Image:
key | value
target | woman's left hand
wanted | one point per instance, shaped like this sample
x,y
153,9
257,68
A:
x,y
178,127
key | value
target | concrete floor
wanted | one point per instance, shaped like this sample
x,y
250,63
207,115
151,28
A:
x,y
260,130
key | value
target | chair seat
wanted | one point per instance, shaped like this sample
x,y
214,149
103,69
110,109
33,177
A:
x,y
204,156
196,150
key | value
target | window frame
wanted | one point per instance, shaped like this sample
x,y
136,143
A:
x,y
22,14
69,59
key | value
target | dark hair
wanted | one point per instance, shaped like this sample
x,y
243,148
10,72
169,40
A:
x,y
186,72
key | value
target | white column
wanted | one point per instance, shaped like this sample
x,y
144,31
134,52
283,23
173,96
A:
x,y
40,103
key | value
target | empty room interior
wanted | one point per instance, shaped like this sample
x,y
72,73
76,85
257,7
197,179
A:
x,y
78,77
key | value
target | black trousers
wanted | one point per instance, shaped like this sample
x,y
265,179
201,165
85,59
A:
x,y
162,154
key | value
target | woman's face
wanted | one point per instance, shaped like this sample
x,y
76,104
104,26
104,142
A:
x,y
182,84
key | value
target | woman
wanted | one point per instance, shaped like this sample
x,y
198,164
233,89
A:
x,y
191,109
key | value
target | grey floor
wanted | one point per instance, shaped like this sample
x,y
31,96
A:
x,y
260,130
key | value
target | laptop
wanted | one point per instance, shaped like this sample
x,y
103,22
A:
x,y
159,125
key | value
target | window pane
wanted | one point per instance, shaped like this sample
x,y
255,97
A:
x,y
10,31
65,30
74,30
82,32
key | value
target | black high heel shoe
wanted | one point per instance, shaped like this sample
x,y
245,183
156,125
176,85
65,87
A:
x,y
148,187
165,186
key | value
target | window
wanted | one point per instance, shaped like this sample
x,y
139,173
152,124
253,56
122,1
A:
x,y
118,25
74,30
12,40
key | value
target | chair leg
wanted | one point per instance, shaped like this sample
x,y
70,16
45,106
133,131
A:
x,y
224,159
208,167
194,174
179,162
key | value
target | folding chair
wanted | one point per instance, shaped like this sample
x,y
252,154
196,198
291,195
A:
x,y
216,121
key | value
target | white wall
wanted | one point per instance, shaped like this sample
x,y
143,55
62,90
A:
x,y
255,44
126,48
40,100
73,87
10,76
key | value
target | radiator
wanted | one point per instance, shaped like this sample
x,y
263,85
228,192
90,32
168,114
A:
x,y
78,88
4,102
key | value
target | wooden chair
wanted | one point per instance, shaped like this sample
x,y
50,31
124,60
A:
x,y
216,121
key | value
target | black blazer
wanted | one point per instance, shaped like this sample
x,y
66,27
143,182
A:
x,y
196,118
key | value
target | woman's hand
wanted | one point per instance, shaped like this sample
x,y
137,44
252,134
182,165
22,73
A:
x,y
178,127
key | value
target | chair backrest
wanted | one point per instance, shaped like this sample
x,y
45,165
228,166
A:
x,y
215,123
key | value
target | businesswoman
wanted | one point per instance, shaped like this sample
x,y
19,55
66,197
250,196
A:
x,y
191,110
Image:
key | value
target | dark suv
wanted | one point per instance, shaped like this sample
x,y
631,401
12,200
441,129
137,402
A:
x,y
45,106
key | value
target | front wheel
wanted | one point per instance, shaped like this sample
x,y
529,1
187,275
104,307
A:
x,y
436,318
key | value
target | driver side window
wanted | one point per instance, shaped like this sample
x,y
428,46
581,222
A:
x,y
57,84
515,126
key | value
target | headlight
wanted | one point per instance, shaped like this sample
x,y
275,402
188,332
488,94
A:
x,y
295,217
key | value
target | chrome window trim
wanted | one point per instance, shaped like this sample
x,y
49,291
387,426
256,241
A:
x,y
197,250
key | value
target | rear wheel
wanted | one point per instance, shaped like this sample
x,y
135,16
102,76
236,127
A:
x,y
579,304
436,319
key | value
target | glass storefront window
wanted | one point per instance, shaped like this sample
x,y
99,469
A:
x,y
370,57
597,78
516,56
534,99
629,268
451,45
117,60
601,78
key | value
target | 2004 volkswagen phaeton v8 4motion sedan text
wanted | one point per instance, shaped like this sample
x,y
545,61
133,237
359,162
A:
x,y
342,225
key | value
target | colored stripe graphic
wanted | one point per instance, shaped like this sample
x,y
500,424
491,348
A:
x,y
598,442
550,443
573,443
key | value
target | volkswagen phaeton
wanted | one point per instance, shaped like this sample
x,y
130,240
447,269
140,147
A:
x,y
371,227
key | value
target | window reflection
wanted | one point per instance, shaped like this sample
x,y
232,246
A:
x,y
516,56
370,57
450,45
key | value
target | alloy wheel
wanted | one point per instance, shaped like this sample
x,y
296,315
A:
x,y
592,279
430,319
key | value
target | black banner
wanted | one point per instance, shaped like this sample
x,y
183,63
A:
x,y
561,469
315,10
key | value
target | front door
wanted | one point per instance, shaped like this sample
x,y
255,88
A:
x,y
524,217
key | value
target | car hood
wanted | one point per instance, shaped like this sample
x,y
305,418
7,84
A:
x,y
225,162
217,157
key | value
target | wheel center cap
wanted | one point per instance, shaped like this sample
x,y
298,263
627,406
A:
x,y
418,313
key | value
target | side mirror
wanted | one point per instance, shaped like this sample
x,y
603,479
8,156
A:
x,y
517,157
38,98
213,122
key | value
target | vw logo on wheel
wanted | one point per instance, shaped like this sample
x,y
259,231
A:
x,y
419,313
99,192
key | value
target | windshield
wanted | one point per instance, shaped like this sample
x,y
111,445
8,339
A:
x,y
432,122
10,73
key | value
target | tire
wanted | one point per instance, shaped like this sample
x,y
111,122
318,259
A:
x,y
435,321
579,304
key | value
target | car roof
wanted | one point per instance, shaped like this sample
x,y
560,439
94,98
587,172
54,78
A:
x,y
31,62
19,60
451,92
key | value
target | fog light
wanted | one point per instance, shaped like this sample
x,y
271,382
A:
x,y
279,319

——

> [THE PROBLEM]: Across the whole listing, every line must be copied exactly.

> [SOLUTION BELOW]:
Image:
key | value
target | woman's left hand
wanted | one point per instance, shaped like this sample
x,y
153,9
257,68
A:
x,y
178,127
key | value
target | concrete floor
wanted | one point per instance, shaped like this sample
x,y
250,63
207,115
151,28
A:
x,y
260,130
key | value
target | chair seat
wanted | one point per instance, shaped like this sample
x,y
214,149
103,69
110,109
33,177
A:
x,y
204,156
196,150
key | value
target | window frame
wanted | one point per instance, shaped like this sample
x,y
136,143
A:
x,y
22,14
69,59
key | value
target | dark hair
wanted | one point per instance, shaped like this sample
x,y
243,148
10,72
169,40
A:
x,y
186,72
key | value
target | white column
wanted | one point per instance, shaped like this sample
x,y
144,31
134,52
283,23
173,96
A:
x,y
40,103
key | value
target | empty room interior
wanted | one point per instance, shaped like this sample
x,y
72,73
76,85
257,7
197,179
A:
x,y
78,77
key | value
target | black trousers
wanted | one point per instance, shaped like this sample
x,y
265,179
201,165
85,59
A:
x,y
162,154
key | value
target | woman's face
wanted | one point per instance, shaped like this sample
x,y
76,104
104,26
104,142
A:
x,y
182,84
key | value
target | woman
wanted | one point per instance, shaped like this sample
x,y
198,164
233,89
A:
x,y
191,109
key | value
target | grey floor
wanted | one point per instance, shaped like this sample
x,y
31,96
A:
x,y
260,130
key | value
target | laptop
wanted | one point per instance, shaped like this sample
x,y
103,22
A:
x,y
159,125
key | value
target | window pane
wanted | one point per instance, shaped like this sample
x,y
255,97
A:
x,y
10,31
65,30
74,30
82,32
key | value
target | black high heel shoe
wanted | one point per instance, shaped like this sample
x,y
245,183
156,125
176,85
65,87
A:
x,y
148,187
165,186
key | value
target | window
wanted | one point per instance, shaped like this sample
x,y
139,173
152,124
253,56
122,1
A:
x,y
118,25
74,30
12,40
key | value
target | chair leg
wanted | one point per instance, shaped like this sample
x,y
70,16
45,106
133,131
A:
x,y
224,159
208,167
194,174
179,162
key | value
target | folding chair
wanted | one point per instance, shaped like this sample
x,y
252,154
196,198
291,195
A:
x,y
216,121
key | value
target | white wall
wanted | one point per instance, shaped like this sample
x,y
143,55
62,90
A:
x,y
255,44
126,48
40,100
73,87
10,76
key | value
target | radiator
wanted | one point per instance, shaped like this sample
x,y
263,85
228,192
90,32
168,114
A:
x,y
78,88
4,102
key | value
target | wooden chair
wanted | one point per instance, shaped like this sample
x,y
50,31
124,60
A:
x,y
216,121
key | value
target | black blazer
wanted | one point per instance, shaped like this sample
x,y
66,27
143,182
A:
x,y
196,118
key | value
target | woman's hand
wanted | one point per instance, shaped like this sample
x,y
137,44
252,134
182,165
22,73
A:
x,y
178,127
key | value
target | chair backrest
wanted | one point per instance, shaped like this sample
x,y
45,165
228,166
A:
x,y
215,123
key | value
target | businesswoman
wanted | one point per instance, shaped like this sample
x,y
19,55
66,197
250,196
A:
x,y
191,110
Image:
key | value
target | dark suv
wanted | one point per instance, shaped like this sample
x,y
631,401
12,200
441,129
137,402
A:
x,y
45,106
key | value
target | front wheel
wanted | one point per instance, shaped like this sample
x,y
529,1
187,275
104,307
A:
x,y
436,318
key | value
target | driver side window
wanted | one point per instance, shaped like this sample
x,y
428,46
581,222
A:
x,y
57,84
515,126
key | value
target | headlight
wanted | one point per instance, shaped like this sample
x,y
275,402
188,332
488,94
A:
x,y
295,217
key | value
target | chrome window trim
wanted | one point per instance, shaped like this sample
x,y
49,291
387,426
256,241
A:
x,y
197,250
key | value
target | rear wheel
wanted | one point per instance, shaped like this sample
x,y
135,16
102,76
236,127
A:
x,y
579,304
436,319
key | value
target | glass storefront window
wanted | one point per instance, shaped like this sample
x,y
99,469
A:
x,y
370,57
597,78
516,56
534,99
629,268
451,45
117,60
601,78
key | value
target | 2004 volkswagen phaeton v8 4motion sedan text
wanted | one point per instance, shaped like this sample
x,y
545,61
133,237
359,162
A:
x,y
342,225
key | value
target | colored stripe graphic
wanted | one point per instance, shaped like this sample
x,y
500,424
491,348
A:
x,y
598,442
550,443
573,443
key | value
target | volkswagen phaeton
wanted | one point per instance, shaped like this sample
x,y
130,240
447,269
140,147
A:
x,y
371,227
key | value
target | window reflection
wanted | one point per instance, shaped like this sample
x,y
232,246
A:
x,y
516,56
370,57
450,45
key | value
target | alloy wheel
wanted | one point per instance, shaped like this sample
x,y
296,315
A:
x,y
592,279
430,319
key | value
target | black banner
wanted | one point per instance, shaped like this sample
x,y
183,63
A:
x,y
561,469
315,10
key | value
target | front door
wanted | one point per instance, shaped like this sample
x,y
255,88
A:
x,y
524,217
key | value
target | car hood
wanted | one point per instance, shaped like this sample
x,y
305,418
7,84
A:
x,y
225,162
217,157
key | value
target | wheel center cap
wanted | one point per instance, shaped like this sample
x,y
298,263
627,406
A:
x,y
418,313
key | value
target | side mirror
wanted | one point per instance, shaped like this sample
x,y
603,479
8,156
A:
x,y
517,157
38,98
213,122
key | value
target | vw logo on wheel
wanted | one point per instance, shaped like this sample
x,y
259,231
A:
x,y
419,313
99,192
key | value
target | windshield
wanted | one point per instance, shaped like this sample
x,y
111,445
8,339
A:
x,y
432,122
10,73
key | value
target | tire
wanted | one point per instance, shaped like this sample
x,y
111,122
318,259
A:
x,y
435,321
579,304
key | value
target | car roof
wanted | one point per instance, shaped like this sample
x,y
560,439
94,98
587,172
54,78
A:
x,y
31,62
19,60
451,92
key | value
target | fog light
wanted | one point per instance, shaped like this sample
x,y
271,382
A:
x,y
279,319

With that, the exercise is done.